Print exactly the lines from the line with "Note: one point per instance of the road, never" to the last line of the data, please, both included.
<<<<
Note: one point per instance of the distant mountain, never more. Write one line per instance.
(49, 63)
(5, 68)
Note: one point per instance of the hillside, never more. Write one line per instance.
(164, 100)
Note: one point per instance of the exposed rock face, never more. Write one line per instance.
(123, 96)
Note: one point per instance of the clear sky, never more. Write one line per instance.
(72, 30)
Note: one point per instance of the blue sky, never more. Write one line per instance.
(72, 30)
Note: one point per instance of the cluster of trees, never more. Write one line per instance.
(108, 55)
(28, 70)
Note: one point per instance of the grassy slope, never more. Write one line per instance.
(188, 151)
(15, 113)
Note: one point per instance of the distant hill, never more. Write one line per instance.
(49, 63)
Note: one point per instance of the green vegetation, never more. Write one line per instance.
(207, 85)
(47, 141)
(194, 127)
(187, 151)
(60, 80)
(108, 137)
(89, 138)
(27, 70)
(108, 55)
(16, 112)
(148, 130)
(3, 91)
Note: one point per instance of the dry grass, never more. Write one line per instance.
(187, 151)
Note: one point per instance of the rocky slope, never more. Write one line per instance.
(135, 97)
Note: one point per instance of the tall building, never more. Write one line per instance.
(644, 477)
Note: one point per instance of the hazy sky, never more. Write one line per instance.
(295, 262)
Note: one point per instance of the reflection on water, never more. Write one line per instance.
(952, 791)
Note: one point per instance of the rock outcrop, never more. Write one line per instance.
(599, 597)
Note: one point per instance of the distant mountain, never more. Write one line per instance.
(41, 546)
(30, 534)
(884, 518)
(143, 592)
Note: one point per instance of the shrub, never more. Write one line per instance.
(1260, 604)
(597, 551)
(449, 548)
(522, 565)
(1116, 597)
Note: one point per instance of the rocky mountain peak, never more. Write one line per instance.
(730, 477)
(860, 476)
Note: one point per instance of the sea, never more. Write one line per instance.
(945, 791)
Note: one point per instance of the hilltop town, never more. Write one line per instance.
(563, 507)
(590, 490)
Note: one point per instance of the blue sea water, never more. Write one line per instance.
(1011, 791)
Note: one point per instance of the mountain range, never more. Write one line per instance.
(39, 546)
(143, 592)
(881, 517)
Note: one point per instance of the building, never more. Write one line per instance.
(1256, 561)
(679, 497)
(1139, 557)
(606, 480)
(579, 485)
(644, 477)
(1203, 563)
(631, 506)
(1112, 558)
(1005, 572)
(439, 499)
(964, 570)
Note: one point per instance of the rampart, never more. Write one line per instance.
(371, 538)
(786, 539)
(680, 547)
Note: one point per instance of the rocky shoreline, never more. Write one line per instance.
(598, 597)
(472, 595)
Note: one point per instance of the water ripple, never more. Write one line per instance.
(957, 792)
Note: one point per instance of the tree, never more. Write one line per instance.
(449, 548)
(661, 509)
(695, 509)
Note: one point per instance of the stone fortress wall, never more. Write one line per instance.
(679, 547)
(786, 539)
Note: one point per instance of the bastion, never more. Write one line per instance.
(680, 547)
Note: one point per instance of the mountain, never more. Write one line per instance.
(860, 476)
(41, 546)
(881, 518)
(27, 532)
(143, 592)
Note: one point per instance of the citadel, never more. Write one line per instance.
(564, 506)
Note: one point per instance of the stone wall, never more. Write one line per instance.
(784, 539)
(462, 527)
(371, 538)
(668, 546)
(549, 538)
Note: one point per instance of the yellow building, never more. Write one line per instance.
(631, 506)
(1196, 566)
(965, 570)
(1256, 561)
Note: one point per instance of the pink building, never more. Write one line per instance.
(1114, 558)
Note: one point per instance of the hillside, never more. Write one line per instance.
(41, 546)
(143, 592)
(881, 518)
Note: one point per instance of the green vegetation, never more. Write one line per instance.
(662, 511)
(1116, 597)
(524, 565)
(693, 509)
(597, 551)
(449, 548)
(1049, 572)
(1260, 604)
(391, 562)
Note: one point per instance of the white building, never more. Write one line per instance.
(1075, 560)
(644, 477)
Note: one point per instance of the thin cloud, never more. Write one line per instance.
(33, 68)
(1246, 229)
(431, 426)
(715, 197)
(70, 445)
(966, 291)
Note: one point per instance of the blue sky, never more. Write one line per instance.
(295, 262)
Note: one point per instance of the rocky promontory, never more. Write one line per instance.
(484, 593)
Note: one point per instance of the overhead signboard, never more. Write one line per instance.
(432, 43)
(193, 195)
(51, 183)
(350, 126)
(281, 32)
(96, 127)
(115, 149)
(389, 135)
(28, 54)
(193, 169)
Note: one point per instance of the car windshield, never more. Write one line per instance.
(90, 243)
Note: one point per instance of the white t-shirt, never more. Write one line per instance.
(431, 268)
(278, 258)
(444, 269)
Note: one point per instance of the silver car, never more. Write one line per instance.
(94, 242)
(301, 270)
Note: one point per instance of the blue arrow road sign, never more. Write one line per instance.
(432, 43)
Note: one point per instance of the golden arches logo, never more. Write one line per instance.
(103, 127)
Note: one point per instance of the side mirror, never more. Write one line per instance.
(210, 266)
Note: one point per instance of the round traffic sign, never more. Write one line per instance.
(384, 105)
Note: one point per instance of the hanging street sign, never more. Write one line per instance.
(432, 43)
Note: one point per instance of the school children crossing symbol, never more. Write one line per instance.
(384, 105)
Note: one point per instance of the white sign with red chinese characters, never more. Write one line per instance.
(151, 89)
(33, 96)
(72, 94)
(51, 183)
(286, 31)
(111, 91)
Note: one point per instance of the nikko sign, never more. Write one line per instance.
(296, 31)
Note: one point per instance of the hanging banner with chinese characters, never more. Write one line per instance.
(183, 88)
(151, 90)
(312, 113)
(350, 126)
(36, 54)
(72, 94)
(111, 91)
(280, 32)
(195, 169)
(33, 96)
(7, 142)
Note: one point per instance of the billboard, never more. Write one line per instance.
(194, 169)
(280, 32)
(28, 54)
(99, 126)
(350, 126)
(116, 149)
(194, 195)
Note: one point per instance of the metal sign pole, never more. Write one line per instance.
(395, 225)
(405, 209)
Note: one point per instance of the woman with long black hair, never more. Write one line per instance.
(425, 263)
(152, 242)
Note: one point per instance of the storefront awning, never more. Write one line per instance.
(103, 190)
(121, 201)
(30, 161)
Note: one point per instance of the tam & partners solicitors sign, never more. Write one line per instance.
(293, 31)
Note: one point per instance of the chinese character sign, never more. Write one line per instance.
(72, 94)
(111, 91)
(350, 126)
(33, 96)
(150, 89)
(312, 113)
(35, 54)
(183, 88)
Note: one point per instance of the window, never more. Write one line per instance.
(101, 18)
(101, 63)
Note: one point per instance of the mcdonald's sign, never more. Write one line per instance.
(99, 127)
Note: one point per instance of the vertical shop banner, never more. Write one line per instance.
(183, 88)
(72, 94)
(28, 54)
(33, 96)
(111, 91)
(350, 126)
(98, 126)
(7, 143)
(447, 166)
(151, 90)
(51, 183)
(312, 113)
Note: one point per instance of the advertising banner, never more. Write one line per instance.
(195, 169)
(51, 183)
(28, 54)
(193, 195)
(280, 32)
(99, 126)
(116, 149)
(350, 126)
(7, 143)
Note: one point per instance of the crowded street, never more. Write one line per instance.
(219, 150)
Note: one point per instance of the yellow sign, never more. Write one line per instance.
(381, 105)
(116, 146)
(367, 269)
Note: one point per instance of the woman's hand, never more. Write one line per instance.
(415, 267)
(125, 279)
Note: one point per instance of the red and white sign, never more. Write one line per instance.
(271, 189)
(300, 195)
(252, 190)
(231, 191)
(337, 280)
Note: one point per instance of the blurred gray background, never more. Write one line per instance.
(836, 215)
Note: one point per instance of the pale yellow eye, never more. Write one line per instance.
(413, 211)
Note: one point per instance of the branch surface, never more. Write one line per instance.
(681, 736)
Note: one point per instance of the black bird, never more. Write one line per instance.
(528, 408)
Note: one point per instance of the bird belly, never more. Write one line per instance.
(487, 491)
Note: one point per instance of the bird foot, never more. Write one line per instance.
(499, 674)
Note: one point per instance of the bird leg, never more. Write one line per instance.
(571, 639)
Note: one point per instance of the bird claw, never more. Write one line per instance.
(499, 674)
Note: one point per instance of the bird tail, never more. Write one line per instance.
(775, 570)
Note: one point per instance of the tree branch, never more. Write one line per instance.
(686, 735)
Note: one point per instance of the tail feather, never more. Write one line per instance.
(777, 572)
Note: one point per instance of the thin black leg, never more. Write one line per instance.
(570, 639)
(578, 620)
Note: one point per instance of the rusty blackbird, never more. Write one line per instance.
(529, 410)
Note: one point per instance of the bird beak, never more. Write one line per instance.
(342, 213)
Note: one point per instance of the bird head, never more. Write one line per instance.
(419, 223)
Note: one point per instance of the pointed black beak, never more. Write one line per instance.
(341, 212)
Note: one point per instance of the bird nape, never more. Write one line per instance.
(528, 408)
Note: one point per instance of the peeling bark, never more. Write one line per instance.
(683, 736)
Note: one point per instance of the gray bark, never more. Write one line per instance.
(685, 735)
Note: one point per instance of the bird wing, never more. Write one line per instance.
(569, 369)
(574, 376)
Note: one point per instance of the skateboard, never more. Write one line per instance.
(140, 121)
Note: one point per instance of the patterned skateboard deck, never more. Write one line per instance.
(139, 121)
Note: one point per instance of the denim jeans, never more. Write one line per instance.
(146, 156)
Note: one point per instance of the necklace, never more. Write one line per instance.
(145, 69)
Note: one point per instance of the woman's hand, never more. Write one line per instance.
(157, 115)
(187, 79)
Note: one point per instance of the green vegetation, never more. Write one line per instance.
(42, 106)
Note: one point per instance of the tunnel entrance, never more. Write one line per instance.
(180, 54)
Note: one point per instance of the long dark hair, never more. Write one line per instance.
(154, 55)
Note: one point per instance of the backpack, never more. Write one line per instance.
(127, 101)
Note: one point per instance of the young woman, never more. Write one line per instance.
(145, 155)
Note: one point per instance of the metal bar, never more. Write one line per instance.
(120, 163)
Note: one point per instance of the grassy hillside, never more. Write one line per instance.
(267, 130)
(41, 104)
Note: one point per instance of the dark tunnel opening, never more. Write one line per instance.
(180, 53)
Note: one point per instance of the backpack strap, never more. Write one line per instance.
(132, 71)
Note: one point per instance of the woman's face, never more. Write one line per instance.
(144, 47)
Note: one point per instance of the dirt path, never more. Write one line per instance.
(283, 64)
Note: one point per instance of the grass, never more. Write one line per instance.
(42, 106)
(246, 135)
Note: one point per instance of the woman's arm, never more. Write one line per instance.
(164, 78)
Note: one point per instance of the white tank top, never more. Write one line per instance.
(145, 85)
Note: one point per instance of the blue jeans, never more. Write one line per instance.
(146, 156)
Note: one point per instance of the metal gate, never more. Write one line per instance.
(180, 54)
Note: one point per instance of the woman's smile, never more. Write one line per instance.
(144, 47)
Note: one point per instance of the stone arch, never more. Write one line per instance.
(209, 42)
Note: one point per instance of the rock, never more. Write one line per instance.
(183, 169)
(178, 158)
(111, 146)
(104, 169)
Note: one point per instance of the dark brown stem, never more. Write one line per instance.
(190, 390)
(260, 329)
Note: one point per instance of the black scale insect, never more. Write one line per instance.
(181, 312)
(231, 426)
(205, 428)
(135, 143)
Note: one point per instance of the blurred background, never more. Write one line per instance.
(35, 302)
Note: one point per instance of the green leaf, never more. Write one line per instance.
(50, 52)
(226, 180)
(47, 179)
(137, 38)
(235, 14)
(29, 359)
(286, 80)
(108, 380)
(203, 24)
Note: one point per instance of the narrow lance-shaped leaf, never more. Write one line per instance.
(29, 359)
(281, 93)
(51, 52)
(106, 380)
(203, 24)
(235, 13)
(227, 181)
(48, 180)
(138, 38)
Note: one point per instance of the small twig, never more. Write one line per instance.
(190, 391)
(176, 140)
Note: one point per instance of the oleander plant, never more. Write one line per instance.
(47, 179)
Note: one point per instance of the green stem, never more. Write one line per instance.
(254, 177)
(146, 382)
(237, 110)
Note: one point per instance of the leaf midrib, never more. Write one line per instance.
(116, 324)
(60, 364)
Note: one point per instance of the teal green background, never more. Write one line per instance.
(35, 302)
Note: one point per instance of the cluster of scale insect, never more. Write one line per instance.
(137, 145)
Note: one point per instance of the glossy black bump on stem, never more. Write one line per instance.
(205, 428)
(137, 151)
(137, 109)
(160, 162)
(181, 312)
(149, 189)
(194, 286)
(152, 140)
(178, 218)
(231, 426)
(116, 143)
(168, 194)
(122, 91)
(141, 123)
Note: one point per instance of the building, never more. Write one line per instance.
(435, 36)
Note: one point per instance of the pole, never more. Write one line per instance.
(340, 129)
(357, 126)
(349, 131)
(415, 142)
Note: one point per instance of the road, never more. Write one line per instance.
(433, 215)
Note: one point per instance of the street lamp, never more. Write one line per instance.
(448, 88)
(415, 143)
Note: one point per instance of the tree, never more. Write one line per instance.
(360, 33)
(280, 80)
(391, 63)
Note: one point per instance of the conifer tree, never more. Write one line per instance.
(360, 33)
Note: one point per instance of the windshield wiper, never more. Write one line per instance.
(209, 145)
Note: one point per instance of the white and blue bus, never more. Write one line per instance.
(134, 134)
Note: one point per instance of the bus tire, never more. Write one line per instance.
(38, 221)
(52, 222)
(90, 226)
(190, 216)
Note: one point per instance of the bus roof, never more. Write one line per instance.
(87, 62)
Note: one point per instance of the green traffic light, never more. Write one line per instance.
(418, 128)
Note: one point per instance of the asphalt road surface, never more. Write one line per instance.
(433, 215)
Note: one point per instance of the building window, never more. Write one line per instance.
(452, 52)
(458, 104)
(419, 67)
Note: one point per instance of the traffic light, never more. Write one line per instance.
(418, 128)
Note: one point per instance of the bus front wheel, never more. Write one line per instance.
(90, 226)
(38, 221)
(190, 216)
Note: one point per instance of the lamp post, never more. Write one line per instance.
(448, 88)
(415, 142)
>>>>
- [EXERCISE OUTPUT]
Note: one point per instance of the road, never more. Write one line per instance.
(433, 215)
Note: one point per instance of the street lamp, never more. Write one line per instance.
(448, 88)
(415, 143)
Note: one point per instance of the tree, never more. Write one line per instance.
(360, 33)
(280, 80)
(391, 63)
Note: one point per instance of the conifer tree, never more. Write one line per instance.
(360, 33)
Note: one point per instance of the windshield wiper, never more. Write one line per instance.
(209, 145)
Note: one point per instance of the white and blue bus, never more. Write one line per instance.
(134, 134)
Note: one point per instance of the bus tire, never more. Write one line per instance.
(38, 221)
(52, 222)
(90, 226)
(190, 216)
Note: one point per instance of the bus roof, never more. Write one line per instance.
(87, 62)
Note: one point per instance of the green traffic light, never more. Write one line per instance.
(418, 128)
Note: one point per instance of the asphalt road surface, never more. Write one line per instance.
(433, 215)
Note: one point per instance of the building window, never more. Write one line per instance.
(452, 52)
(458, 104)
(419, 67)
Note: one point per instance of the traffic light, never more. Write one line per instance.
(418, 128)
Note: one point per instance of the bus front wheel, never more. Write one line per instance.
(90, 226)
(38, 221)
(190, 216)
Note: one point per instance of the lamp post, never more. Write one line per instance.
(448, 88)
(415, 142)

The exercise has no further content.